**Text for analysis:**
============

Emergency post-election measures won't save Spain
Spain's new government may rush through emergency measures immediately after Sunday's parliamentary election, but unless the euro zone finds a durable systemic solution to its debt crisis, Madrid will still be forced to seek a financial rescue.
The center-right People's Party, led by Mariano Rajoy, is expected to sweep to victory with a strong parliamentary majority on Sunday, giving it a solid mandate to deepen painful spending cuts and economic reforms.
While the new administration will not be sworn in until mid-December, analysts say Rajoy should be able to team up with incumbent Socialist Prime Minister Jose Luis Rodriguez Zapatero to announce contingency policies given the depth of the crisis.
Zapatero has cut costs and forced through economic reforms for more than a year -- guaranteeing his party a loss at the polls -- but investors have continued to dump Spanish debt regardless and borrowing costs are near-unaffordable.
Meanwhile, contagion from the euro zone debt crisis has spread to Italy and France, the currency area's third and second largest economies, making Spain's problems a small part of the wider problem.
It depends on Italy, not on us. To ask about Spain doesn't make a great deal of sense as the problem is out of our hands. It transcends to a much higher level, Madrid-based financial analyst Juan Ignacio Crespo said.
Spain's Treasury paid the highest rate since 1997 to sell a new 10-year bond on Thursday, just shy of the 7 percent level that forced Greece, Portugal and Ireland to apply for bail-outs.
At current financing costs, Spain would need a primary surplus of 1.8 percent to keep its ratio of debt to gross domestic product stable in the long term, according to calculations by Reuters Breakingviews. The country is forecast to run a primary deficit of 3.5 percent next year and its poor growth prospects mean it faces a struggle to get close to rubbing that out even years down the road.
NO WAY OUT
Italian Prime Minister Mario Monti, a technocrat who replaced former PM Silvio Berlusconi, said on Thursday that Italy faced a serious emergency which could help decide the future of the European Union.
Paris also paid markedly higher yields in a debt sale on Thursday and will soon be forced to show it is willing to make politically sensitive measures to defend its shaky AAA investment grade debt rating.
You get to the point where even the countries doing the right thing, showing progress on structural reforms and fiscal deficits, cannot get any traction with the markets because the market is closed to the periphery in general, Deutsche Bank economist Gilles Moec said.

============

Natural-language object grounding rows:
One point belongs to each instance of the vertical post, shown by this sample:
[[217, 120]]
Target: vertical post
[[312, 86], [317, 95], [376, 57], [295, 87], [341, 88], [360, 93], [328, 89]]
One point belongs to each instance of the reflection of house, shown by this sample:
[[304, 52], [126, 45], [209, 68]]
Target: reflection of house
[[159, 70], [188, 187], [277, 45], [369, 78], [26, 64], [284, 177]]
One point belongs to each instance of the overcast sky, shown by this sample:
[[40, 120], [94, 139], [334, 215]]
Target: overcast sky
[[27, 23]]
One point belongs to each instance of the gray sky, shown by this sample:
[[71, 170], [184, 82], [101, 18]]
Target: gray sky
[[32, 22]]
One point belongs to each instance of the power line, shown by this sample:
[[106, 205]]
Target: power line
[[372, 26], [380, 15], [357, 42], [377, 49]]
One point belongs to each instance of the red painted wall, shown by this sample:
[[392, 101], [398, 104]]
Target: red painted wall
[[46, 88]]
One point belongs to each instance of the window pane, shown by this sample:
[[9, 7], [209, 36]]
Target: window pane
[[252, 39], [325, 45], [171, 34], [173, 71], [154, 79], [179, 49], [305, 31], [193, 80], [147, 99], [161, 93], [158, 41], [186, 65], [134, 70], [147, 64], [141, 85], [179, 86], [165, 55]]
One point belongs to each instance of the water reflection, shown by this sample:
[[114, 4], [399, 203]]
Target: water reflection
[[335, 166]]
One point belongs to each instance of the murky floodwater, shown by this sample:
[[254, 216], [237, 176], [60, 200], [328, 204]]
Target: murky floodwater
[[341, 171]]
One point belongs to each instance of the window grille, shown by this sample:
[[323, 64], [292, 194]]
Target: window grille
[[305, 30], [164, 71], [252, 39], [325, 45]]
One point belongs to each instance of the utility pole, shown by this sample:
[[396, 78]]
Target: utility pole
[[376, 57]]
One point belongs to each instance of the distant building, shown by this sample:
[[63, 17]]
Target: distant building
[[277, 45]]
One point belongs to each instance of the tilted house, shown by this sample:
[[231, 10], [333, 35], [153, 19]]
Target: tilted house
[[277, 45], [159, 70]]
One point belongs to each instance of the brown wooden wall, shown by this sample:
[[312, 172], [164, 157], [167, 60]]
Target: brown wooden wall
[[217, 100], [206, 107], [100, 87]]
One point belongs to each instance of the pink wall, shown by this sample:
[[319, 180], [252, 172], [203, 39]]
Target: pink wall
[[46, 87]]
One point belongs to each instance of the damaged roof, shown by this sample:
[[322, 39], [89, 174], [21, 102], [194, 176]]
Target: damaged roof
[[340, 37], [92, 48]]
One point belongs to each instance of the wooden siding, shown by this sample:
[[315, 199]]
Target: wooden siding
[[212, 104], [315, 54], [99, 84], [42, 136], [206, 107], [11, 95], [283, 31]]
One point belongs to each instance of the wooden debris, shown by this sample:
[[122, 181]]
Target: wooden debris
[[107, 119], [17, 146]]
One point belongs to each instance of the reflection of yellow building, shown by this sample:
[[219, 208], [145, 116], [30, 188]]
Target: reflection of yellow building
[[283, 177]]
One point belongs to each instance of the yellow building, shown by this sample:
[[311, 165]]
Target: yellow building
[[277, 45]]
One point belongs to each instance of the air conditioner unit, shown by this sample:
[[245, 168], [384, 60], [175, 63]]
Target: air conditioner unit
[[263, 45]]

============

**Actions to take:**
**a.** Print the passage of the article on Spain's election and debt crisis starting at "The center-right People's" and ending at "of the crisis.".
**b.** In the article on Spain's election and debt crisis, what primary surplus would Spain need at current financing costs to keep its debt-to-GDP ratio stable in the long term?
**c.** Summarize the article on Spain's election and debt crisis in two sentences.

**Solutions per task:**
**a.**
The center-right People's Party, led by Mariano Rajoy, is expected to sweep to victory with a strong parliamentary majority on Sunday, giving it a solid mandate to deepen painful spending cuts and economic reforms.
While the new administration will not be sworn in until mid-December, analysts say Rajoy should be able to team up with incumbent Socialist Prime Minister Jose Luis Rodriguez Zapatero to announce contingency policies given the depth of the crisis.

**b.** A primary surplus of 1.8 percent.

**c.** Spain's People's Party, led by Mariano Rajoy, is expected to win Sunday's election and may rush through emergency measures, but unless the euro zone finds a durable systemic solution to its debt crisis, Madrid will still be forced to seek a financial rescue. Investors have kept dumping Spanish debt despite Zapatero's cuts and reforms, while contagion has spread to Italy and France and made Spain's problems a small part of the wider problem.